Records of labeled points:
******************************
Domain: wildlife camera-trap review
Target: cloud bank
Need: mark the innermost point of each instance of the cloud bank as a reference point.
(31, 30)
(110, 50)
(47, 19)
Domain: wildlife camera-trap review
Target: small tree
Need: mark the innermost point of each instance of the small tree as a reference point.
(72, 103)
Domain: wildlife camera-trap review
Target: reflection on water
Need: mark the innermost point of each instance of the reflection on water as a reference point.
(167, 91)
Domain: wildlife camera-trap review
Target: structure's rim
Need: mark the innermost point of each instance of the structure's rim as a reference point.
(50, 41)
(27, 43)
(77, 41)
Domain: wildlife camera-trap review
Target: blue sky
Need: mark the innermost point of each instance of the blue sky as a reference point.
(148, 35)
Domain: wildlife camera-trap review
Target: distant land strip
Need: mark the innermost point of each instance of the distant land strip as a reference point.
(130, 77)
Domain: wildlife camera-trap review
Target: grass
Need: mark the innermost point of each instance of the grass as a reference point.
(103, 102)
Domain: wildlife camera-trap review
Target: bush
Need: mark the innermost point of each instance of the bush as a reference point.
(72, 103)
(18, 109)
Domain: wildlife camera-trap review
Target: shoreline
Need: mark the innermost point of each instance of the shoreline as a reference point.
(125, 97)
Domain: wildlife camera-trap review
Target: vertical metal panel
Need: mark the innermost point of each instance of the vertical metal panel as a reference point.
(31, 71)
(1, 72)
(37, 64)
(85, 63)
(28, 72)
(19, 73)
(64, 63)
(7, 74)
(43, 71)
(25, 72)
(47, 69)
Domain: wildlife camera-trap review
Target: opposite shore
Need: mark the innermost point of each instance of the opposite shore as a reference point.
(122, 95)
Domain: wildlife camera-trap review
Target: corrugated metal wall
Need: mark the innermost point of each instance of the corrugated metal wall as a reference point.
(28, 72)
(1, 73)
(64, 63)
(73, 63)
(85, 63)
******************************
The data above must be returned in full, exactly as written.

Domain: wildlife camera-trap review
Target: cloud bank
Need: mark the innermost point of each instance of the cloud bank as a reference point.
(31, 30)
(110, 50)
(47, 19)
Domain: wildlife camera-trap review
Target: small tree
Need: mark the innermost point of each instance of the small tree as a reference point.
(72, 103)
Domain: wildlife camera-trap review
Target: reflection on water
Need: mark the innermost point of each instance of the reflection on water as a reference point.
(167, 91)
Domain: wildlife camera-trap review
Target: structure's rim
Need: mark the innermost point of each instance of the structure's rim as a reference point.
(50, 41)
(27, 43)
(77, 41)
Domain: wildlife camera-trap review
Target: blue sky
Need: mark the innermost point of each instance of the blue sky as a reference point.
(148, 35)
Domain: wildlife camera-trap review
Target: distant land strip
Need: mark the innermost point of each instance of the distant land strip as a reference point.
(130, 77)
Domain: wildlife camera-trap review
Target: grass
Need: mark the innermost point of each instance of the grass as a reference point.
(103, 102)
Domain: wildlife camera-trap review
Target: bush
Need: mark the innermost point of each instance of the bush as a reference point.
(72, 103)
(18, 109)
Domain: wildlife camera-trap review
Target: shoreline
Need: mark the innermost point of each instance of the shoreline as a reference point.
(125, 97)
Domain: wildlife camera-trap review
Target: vertical metal panel
Need: mark the innermost point of each instance of the vertical metal panel as a reference point.
(31, 71)
(1, 72)
(37, 64)
(85, 63)
(28, 72)
(19, 73)
(64, 63)
(7, 74)
(43, 71)
(25, 72)
(47, 69)
Domain: wildlife camera-trap review
Target: opposite shore
Need: mark the innermost point of each instance of the opposite shore as a reference point.
(122, 95)
Domain: wildlife camera-trap review
Target: corrugated metal wall
Need: mark the innermost point of each instance of the corrugated metal wall as a reference point.
(28, 72)
(1, 73)
(64, 63)
(73, 63)
(85, 63)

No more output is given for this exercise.